### Material shown

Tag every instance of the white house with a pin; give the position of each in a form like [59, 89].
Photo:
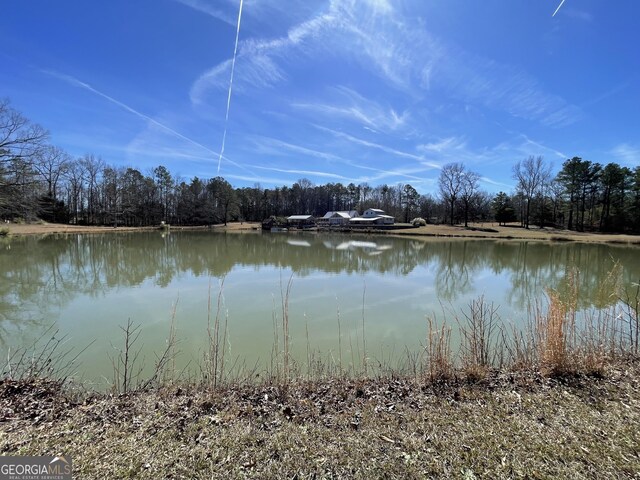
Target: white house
[373, 216]
[301, 220]
[338, 217]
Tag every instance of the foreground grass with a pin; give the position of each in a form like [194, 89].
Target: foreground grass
[509, 425]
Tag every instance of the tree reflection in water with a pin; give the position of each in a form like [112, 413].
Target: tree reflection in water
[40, 277]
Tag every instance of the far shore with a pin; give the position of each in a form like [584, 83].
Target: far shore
[476, 230]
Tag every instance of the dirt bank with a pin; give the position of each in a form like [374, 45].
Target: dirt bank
[510, 425]
[484, 230]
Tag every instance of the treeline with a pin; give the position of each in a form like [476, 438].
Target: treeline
[39, 180]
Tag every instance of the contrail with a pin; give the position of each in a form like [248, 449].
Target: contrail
[561, 3]
[233, 66]
[86, 86]
[78, 83]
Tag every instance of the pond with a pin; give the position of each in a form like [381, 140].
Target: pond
[343, 289]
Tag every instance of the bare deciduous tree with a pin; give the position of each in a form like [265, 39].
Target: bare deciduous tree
[450, 185]
[532, 174]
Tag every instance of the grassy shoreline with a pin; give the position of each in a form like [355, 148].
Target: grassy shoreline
[565, 404]
[484, 230]
[507, 425]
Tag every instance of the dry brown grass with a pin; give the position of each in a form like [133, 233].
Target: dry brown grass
[509, 426]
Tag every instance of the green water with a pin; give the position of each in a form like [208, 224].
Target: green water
[86, 286]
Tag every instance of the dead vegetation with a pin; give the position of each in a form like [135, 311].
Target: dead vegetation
[556, 399]
[508, 425]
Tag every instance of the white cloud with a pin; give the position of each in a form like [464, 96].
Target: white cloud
[211, 10]
[626, 153]
[354, 107]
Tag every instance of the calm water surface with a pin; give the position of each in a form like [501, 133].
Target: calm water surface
[89, 285]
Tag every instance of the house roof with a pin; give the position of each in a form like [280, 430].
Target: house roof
[342, 213]
[371, 219]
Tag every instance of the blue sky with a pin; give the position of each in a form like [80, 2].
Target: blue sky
[376, 91]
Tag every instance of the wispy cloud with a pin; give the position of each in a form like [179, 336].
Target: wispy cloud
[543, 147]
[211, 10]
[578, 14]
[312, 173]
[354, 107]
[626, 153]
[377, 146]
[445, 145]
[77, 83]
[268, 145]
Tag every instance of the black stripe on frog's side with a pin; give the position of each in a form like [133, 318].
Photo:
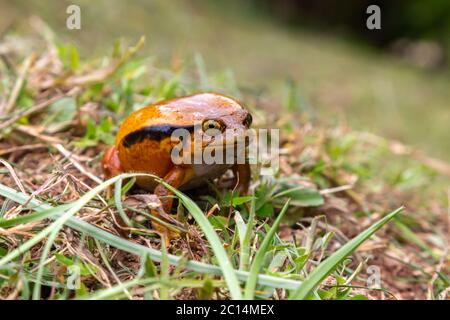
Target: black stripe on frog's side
[157, 132]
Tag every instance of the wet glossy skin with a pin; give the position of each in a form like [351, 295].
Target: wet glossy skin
[143, 143]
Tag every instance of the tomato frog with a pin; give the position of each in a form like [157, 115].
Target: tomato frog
[145, 144]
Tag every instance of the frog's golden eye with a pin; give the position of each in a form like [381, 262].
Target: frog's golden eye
[213, 125]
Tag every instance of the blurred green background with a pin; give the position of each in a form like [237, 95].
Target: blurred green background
[394, 82]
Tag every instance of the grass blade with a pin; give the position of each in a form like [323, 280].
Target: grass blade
[137, 249]
[259, 257]
[214, 240]
[326, 267]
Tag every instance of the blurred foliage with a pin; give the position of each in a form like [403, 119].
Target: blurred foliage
[413, 19]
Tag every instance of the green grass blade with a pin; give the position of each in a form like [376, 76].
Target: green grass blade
[214, 240]
[134, 248]
[73, 209]
[244, 260]
[326, 267]
[259, 257]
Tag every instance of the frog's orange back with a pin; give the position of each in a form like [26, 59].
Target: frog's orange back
[162, 117]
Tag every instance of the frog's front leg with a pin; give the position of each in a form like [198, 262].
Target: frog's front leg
[111, 167]
[242, 174]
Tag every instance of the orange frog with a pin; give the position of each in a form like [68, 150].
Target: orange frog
[144, 143]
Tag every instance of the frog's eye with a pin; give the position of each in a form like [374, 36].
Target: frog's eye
[213, 125]
[248, 120]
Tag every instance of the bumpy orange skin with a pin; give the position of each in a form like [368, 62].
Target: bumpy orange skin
[143, 142]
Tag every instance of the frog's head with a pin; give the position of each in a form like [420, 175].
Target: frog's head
[216, 121]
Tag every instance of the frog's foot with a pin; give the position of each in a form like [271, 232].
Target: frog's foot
[111, 167]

######

● **Work order**: If an entry contains a picture, omit it; restate everything else word for word.

● **Problem solution**:
Tag every instance of the white house with a pin; give the position of each in a form like [59, 89].
Photo:
Target: white house
[373, 216]
[301, 220]
[338, 217]
Tag every instance of the foreground grass with a pin; give the position of each in a form like [194, 89].
Target: foreground grass
[509, 425]
Tag every instance of the tree reflection in water with a pin; give the position of each in a form like [112, 413].
Target: tree reflection in water
[40, 277]
Tag every instance of the far shore with a pin; give the position of each in a form like [584, 83].
Target: far shore
[476, 230]
Tag every instance of the dirt bank with a pin; give the position of each in a form like [374, 45].
Target: dirt bank
[510, 425]
[484, 230]
Tag every instance of the treeline with a pin; give the position of each in a form like [476, 438].
Target: treeline
[39, 180]
Tag every instance of the contrail with a pin; give the position of each in a form like [248, 449].
Target: contrail
[561, 3]
[233, 66]
[86, 86]
[78, 83]
Tag every instance of the pond with a pin; give the position of each in a form like [381, 140].
Target: pond
[343, 289]
Tag every instance of the bare deciduous tree with a pin; give the position of each in a form like [265, 39].
Target: bare deciduous tree
[450, 185]
[532, 174]
Tag every instance of the grassy shoreline with a pin; give the position of each in a form like [355, 148].
Target: grassy shoreline
[565, 404]
[484, 230]
[507, 425]
Tag every instance of the dry brown grass with a pin; give the position of each in a form like [133, 233].
Target: dry brown grass
[509, 426]
Tag every instance of the green water with a pin; give the position of each in a form like [208, 224].
Target: green water
[86, 286]
Tag every instance of the dead vegetation with a pin; give the position of each in a form like [135, 311].
Target: dead vegetation
[556, 399]
[508, 425]
Tag every instance of the white cloud with a pin; give the position of each in a form like [464, 96].
Target: white cloud
[211, 10]
[626, 153]
[354, 107]
Tag every instance of the calm water surface with a pin; give the position of each in a form like [501, 133].
Target: calm water surface
[89, 285]
Tag every instance of the house roof with a pin; give the position of each in a form like [280, 430].
Target: house roof
[342, 213]
[371, 219]
Tag every instance of the blue sky with a pin; give the position of each in a form like [80, 2].
Target: blue sky
[376, 91]
Tag every instance of the wispy cloud with a pin; give the position of each in a form like [179, 336].
Target: wispy cloud
[543, 147]
[211, 10]
[578, 14]
[312, 173]
[354, 107]
[626, 153]
[377, 146]
[445, 145]
[77, 83]
[268, 145]
Tag every instance of the black stripe on frog's side with a pin; give the position of each in a form like [133, 318].
Photo:
Target: black stripe on frog's side
[157, 132]
Tag every instance of the wet glossy skin with a pin; give the position of each in a form like [351, 295].
Target: wet glossy skin
[143, 143]
Tag every instance of the tomato frog with a pin; give the position of each in a form like [157, 115].
Target: tomato frog
[145, 144]
Tag every instance of the frog's golden eye with a pin; give the position of each in a form like [381, 262].
Target: frog's golden eye
[213, 125]
Tag every instance of the blurred green background with a pin; give the position of each in a form like [237, 95].
Target: blurred green background
[394, 82]
Tag every instance of the grass blade with a pin; give the position of each in a form like [323, 280].
Target: grass blade
[137, 249]
[259, 257]
[214, 240]
[326, 267]
Tag every instance of the blurred foliage with a pin; give the position of each in a form like [403, 119].
Target: blurred foliage
[413, 19]
Tag every instance of the green grass blade with a pin; give the position of each in a form like [376, 76].
Target: green grass blade
[214, 240]
[134, 248]
[73, 209]
[244, 260]
[326, 267]
[259, 257]
Tag every instance of the frog's orange back with a pin; give the position of each in a form like [26, 59].
Target: frog's orange back
[162, 117]
Tag every instance of the frog's front leg with a pin; give the position of each in a form like [198, 262].
Target: frog's front leg
[111, 167]
[242, 174]
Tag every instance of the orange frog with a pin; give the position of each in a form like [68, 150].
Target: orange frog
[144, 143]
Tag every instance of the frog's eye with a pin; give the position of each in a form like [374, 36].
Target: frog's eye
[213, 125]
[248, 120]
Tag every instance of the bumpy orange skin with a pin; give the position of each in a form like [368, 62].
Target: bumpy orange skin
[143, 142]
Tag every instance of the frog's head with a pin; give the position of each in a form like [420, 175].
Target: frog's head
[216, 121]
Tag every instance of the frog's foot with a pin; give the position of each in a form like [271, 232].
Target: frog's foot
[111, 167]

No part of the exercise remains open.